## Document section:
In 1920 he married Grace Wahu and worked in the Nairobi City Council water department. His son Peter Muigai was born on November 20. He entered politics in 1924 when he joined the Kikuyu Central Association. In 1928 he worked on Kikuyu land problems before the Hilton Young Commission in Nairobi. In 1928 he began to edit the newspaper Muigwithania (Reconciler).

In 1929 the KCA sent Kenyatta to London to lobby for their views on Kikuyu tribal land affairs. He wrote articles to British newspapers about the matter. He returned to Kenya in 1930 to lobby against female circumcision. In 1931 he went back to London and ended up enrolling in Woodbrooke Quaker College in Birmingham.

In 1932-1933 he briefly studied economics in Moscow before his sponsor, the Trinidadian radical George Padmore, fell out with his Soviet hosts, and he was forced to move back to London. In 1934 he enrolled at University College London and in 1937 studied anthropology at the London School of Economics. During all this time he lobbied on Kikuyu land affairs. He wrote Facing Mount Kenya in 1938 under his new name Jomo Kenyatta.

During World War II, he worked in a British farm and as a film actor. He married Englishwoman Edna Clarke who gave birth to his son Peter Magana in 1943. He later left her.

In 1946 Kenyatta founded the Pan-African Federation with Kwame Nkrumah. In the same year he returned to Kenya and was married for the third time, to Grace Wanjiku. He became a principal of Kenya Teachers College. In 1947 he became a president of the Kenya African Union (KAU). He begun to receive death threats from white settlers.

Grace Wanjiku died in childbirth in 1950 when she gave birth to daughter Jane Wambui. In 1951 Kenyatta married Ngina Muhoho.

His reputation with the British government was marred by his assumed involvement with the Mau Mau Rebellion. He was arrested in October 1952, accused of organizing the Mau Mau and on April 8, 1953 was sentenced to seven years in prison and hard labour. Contemporary opinion linked him with the Mau Mau but later research claims otherwise. Kenyatta was in prison until 1959. He was then sent into exile on probation in Lodwar, a remote part of Kenya.

## Exercise tasks:
a. Reproduce a section of the passage on Kenyatta's life word for word. Begin at the words "Grace Wanjiku died" and stop after the words "part of Kenya.".
b. According to the passage on Kenyatta's life, what newspaper did he begin to edit in 1928?
c. Pick up the passage on Kenyatta's life after its final sentence and write the next part.

## Dataset extract:

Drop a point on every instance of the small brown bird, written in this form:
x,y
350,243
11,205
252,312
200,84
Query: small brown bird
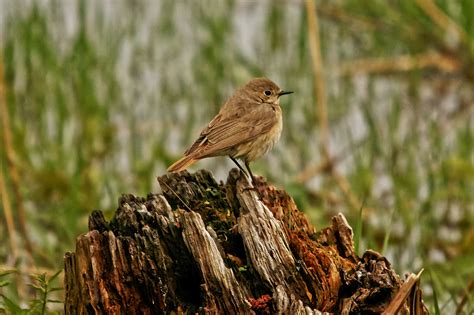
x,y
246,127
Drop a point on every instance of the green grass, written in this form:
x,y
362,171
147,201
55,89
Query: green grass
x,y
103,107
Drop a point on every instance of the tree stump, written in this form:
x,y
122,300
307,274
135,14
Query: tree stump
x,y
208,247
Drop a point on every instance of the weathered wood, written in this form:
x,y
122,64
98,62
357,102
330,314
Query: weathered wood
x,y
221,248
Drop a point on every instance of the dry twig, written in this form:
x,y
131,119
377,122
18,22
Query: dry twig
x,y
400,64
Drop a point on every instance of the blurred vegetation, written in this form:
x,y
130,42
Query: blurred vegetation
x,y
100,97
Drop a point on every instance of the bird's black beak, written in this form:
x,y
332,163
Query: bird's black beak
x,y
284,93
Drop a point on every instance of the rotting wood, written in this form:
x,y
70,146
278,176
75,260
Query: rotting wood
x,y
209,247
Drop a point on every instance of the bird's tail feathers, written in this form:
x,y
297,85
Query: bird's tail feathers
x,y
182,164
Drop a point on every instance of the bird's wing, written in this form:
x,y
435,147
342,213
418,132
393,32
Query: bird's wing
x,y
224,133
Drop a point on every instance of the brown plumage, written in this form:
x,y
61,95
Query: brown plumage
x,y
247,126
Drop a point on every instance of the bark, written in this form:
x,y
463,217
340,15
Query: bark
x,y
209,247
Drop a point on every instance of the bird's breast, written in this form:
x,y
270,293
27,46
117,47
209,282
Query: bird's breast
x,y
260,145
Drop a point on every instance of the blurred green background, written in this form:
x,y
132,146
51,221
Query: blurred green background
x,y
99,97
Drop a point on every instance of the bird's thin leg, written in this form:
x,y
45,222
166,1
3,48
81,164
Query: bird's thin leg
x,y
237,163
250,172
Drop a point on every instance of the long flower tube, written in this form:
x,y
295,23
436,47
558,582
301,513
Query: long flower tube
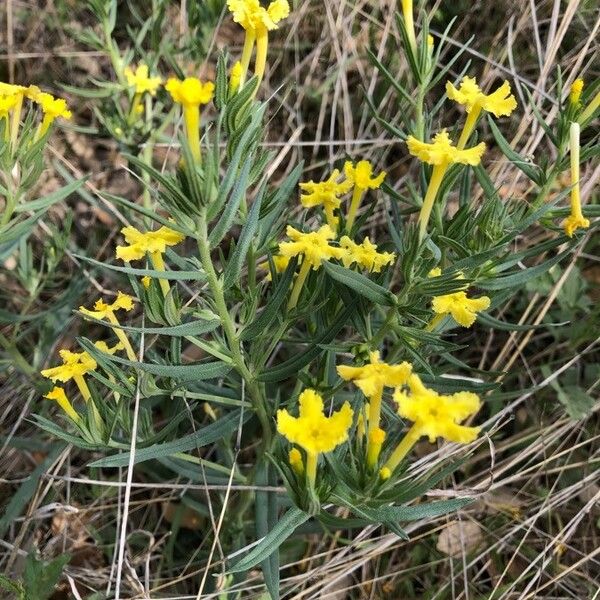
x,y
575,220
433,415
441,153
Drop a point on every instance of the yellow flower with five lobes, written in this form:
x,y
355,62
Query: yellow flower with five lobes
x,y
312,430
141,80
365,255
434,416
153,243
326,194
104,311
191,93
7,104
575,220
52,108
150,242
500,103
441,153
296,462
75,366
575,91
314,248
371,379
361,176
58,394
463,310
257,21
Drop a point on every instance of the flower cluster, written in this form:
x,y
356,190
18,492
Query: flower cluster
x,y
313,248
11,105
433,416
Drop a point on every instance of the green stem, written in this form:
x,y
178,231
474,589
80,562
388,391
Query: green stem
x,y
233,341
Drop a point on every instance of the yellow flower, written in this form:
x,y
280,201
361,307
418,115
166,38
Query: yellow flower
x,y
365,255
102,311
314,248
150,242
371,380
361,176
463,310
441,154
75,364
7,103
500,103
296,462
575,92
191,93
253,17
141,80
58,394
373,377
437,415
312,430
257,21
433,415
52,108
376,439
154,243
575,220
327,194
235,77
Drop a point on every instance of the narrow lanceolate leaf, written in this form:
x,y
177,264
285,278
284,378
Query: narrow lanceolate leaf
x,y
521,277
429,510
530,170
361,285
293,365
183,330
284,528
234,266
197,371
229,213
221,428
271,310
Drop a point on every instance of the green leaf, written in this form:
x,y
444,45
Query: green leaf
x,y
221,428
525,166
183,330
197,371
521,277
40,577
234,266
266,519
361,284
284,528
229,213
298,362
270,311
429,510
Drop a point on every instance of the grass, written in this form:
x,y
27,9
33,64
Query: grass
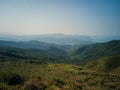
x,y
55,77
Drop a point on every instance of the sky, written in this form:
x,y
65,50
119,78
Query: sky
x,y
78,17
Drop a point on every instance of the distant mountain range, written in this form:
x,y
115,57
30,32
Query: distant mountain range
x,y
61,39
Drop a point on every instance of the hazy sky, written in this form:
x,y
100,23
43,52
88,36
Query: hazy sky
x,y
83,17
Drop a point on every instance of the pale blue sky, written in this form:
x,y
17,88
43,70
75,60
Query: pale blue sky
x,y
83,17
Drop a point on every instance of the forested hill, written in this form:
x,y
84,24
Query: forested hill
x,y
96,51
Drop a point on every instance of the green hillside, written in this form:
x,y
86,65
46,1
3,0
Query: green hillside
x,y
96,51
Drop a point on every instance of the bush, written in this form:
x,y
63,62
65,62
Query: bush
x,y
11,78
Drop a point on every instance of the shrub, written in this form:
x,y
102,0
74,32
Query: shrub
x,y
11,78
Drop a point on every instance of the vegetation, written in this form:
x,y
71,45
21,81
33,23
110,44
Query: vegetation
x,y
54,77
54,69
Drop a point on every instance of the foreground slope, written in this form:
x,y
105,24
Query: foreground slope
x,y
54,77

## Expected outputs:
a.
Grace Wanjiku died in childbirth in 1950 when she gave birth to daughter Jane Wambui. In 1951 Kenyatta married Ngina Muhoho.

His reputation with the British government was marred by his assumed involvement with the Mau Mau Rebellion. He was arrested in October 1952, accused of organizing the Mau Mau and on April 8, 1953 was sentenced to seven years in prison and hard labour. Contemporary opinion linked him with the Mau Mau but later research claims otherwise. Kenyatta was in prison until 1959. He was then sent into exile on probation in Lodwar, a remote part of Kenya.

b. Muigwithania (Reconciler)

c.
The state of emergency was lifted in December 1960. In 1961, both successors of the former KAU party, the Kenya African National Union (KANU} and the Kenya African Democratic Union (KADU) demanded his release. On May 14, 1960 Kenyatta was elected KANU president in absentia. He was fully released on August 21, 1961. He was admitted into the Legislative Counsil the next year when one member handed over his seat, and contributed to the creation of a new constitution. His initial attempt to reunify KAU failed.

In elections in May 1963 Kenyatta’s KANU won 83 seats out of 124. On June 1 Kenyatta became prime minister of the autonomous Kenyan government, and was known as mzee (old man, elder). At this stage he asked white settlers not to leave Kenya and supported reconciliation. He retained the role of prime minister after independence was declared on December 12, 1963. In 1964 he became president of the country.

Kenyatta’s policy was conciliatory and he kept many colonial civil servants in their old jobs. He had to ask British troops’ help against Somali revolts in the north-east and an army mutiny in Nairobi (January 1964). Some British troops remained in the country. On November 10, 1964, KADU’s representatives joined the ranks of KANU, forming a single party.

Kenyatta instituted relatively peaceful land reform, oversaw Kenya’s joining the United Nations, and concluded trade agreements with Milton Obote's Uganda and Julius Nyerere's Tanzania. He pursued a non-aligned foreign policy. Stability attracted foreign investment and he was an influential figure everywhere in Africa. However, his authoritarian policies drew criticism and caused dissent.

Kenyatta was re-elected in 1966 and the next year gained extended powers. This term brought border conflicts with Somalia and more political opposition. He made the Kikuyu-led KANU practically the only political party of Kenya. His security forces harassed dissidents and were linked in public to various murders of opposition figures. He was re-elected again in 1974. He died on August 22, 1978 in Mombasa and was buried on August 31 in Nairobi.

Kenyatta was a colorful and controversial figure. His death left the Kenyan republic once more at risk from tribal rivalries. He was succeeded by Daniel arap Moi.

He was also the uncle of Rage Against The Machine guitarist Tom Morello.

Jomo Kenyatta’s books:

  • Facing Mount Kenya (1938)
  • Suffering Without Bitterness (biography 1968)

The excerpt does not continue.